:: GOAL OF THE EXERCISE ::
Present the following entries again, word for word and in full.
*** EXCERPTED DATA ***
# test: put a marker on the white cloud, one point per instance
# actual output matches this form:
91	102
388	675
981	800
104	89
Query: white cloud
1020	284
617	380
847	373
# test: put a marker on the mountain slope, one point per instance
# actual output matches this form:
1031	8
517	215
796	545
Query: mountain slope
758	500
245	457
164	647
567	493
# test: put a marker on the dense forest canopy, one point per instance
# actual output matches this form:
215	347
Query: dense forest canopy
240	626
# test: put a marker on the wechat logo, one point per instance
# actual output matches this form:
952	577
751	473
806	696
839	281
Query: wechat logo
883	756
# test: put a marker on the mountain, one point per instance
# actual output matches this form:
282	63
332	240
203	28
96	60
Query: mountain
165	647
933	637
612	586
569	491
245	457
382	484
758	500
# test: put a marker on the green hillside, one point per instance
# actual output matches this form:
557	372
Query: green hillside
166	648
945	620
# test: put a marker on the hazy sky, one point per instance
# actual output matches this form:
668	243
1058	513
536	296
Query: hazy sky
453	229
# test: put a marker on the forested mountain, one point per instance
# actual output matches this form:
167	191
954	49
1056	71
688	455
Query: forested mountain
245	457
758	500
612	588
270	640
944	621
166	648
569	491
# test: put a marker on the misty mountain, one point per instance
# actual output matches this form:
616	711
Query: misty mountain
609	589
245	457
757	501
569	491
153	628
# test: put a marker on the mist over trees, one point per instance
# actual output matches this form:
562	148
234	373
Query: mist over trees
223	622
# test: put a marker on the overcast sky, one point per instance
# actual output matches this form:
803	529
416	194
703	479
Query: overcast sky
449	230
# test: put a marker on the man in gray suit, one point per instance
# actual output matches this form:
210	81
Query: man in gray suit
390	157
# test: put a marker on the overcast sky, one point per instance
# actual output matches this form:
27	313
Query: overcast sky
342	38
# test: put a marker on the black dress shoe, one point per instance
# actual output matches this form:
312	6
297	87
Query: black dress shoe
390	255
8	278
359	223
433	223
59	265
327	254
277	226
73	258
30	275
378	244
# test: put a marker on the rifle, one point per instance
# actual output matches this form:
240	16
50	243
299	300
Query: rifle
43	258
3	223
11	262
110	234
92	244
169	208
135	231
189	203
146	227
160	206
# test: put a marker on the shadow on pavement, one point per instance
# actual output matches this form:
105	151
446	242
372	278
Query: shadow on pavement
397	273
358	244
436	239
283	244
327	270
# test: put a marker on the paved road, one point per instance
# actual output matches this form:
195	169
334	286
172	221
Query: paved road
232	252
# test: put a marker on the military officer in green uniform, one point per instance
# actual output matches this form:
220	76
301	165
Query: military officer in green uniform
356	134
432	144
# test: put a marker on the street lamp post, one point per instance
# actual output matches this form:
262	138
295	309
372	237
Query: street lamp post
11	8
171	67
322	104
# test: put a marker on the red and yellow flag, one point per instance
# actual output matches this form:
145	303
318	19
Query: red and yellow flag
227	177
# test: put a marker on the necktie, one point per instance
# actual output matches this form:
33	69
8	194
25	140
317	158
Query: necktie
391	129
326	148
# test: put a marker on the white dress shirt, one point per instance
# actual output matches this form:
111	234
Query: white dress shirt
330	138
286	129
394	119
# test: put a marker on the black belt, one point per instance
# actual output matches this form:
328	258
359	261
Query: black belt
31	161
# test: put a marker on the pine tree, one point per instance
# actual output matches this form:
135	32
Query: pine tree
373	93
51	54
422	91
*** End of EXCERPTED DATA ***
:: SOLUTION TO THIS EXERCISE ::
# test: put a marker on the white cloud, one point per instance
# actual output matches this form:
91	102
388	675
981	800
104	89
Query: white cloud
1020	284
617	380
847	373
# test: put a marker on the mountain slope, one point per instance
# actual output matches this form:
1031	8
517	215
796	545
Query: mountain slope
758	500
245	457
164	647
567	493
# test: put a marker on the dense forest canopy, one point per instance
# actual output matches this form:
215	347
Query: dense forest canopy
240	626
# test: put a marker on the wechat logo, one point per instance
# actual output matches this form:
952	577
751	473
806	696
839	281
Query: wechat logo
883	756
# test: put a marker on the mountain, one point per instance
# actual output matches this form:
282	63
332	240
203	28
96	60
Query: mountain
165	647
933	637
612	586
569	491
245	457
382	484
758	500
# test: put a marker on the green hillside, one point per instance
# actual output matches this form:
557	372
Query: green hillside
166	648
945	620
# test: put a marker on the hazy sky, one point per instance
# actual output matches this form:
668	243
1058	513
536	296
Query: hazy sky
453	229
# test: put a marker on the forested mountain, one point per instance
# actual output matches this form:
167	191
954	49
1056	71
688	455
Query: forested mountain
245	457
758	500
612	588
270	640
944	621
166	648
569	491
# test: put a marker on the misty mountain, one point per instance
# actual output matches this form:
616	711
Query: misty mountain
609	589
245	457
757	501
569	491
153	628
# test: put a marker on the mist over trees, one point per instance
# actual output matches this form:
562	148
234	373
Query: mist over trees
223	622
# test: put a marker on the overcast sky, one point per instance
# actual output matches this form:
803	529
416	194
703	479
Query: overcast sky
449	230
# test: put a marker on the man in gray suit, one point per instance
# actual output matches this form:
210	81
Query: man in gray suit
390	157
# test: put a marker on the overcast sky, one point per instance
# actual output matches this form:
27	313
Query: overcast sky
342	38
# test: put a marker on the black dress shoe, one point per instance
# actual output matches this form:
312	6
297	87
Query: black dress shoe
390	255
8	278
359	223
433	223
59	265
327	254
277	226
73	258
30	275
378	244
# test: put a marker on the rifle, one point per instance
# actual output matches this form:
240	16
50	243
299	300
Query: rifle
43	258
3	223
11	262
110	234
92	244
169	208
135	231
189	203
146	227
160	206
# test: put a marker on the shadow on pavement, one point per instance
# actual output matches this form:
105	151
446	242
372	278
Query: shadow on pavement
397	273
358	244
436	239
283	244
327	270
# test: put a marker on the paved road, one point per instance
# actual output matches this form:
195	169
334	286
172	221
Query: paved road
232	252
# test: put a marker on the military officer in green uniform, one point per instance
# actual output matches this form:
220	76
301	165
Query: military officer in green uniform
356	134
432	144
# test: put a marker on the street lamp post, one point per instance
# actual output matches this form:
262	138
295	309
372	237
Query: street lamp post
11	8
171	67
322	104
# test: put a marker on the red and yellow flag, one point per instance
# actual output matches this form:
145	303
318	19
Query: red and yellow flag
227	177
# test: put a marker on the necktie, one point per instance
# actual output matches this form:
33	69
8	194
25	140
317	158
Query: necktie
391	129
326	148
# test: put a marker on the white dress shirt, one point per instance
# actual output matches this form:
111	234
Query: white dress shirt
330	138
286	129
394	119
# test: put a marker on the black belt, one point per instance
# actual output matches this form:
328	258
359	261
Query: black belt
31	161
# test: put a marker on the pine tree, one point per instance
# actual output matches this form:
135	32
Query: pine tree
373	93
51	54
422	91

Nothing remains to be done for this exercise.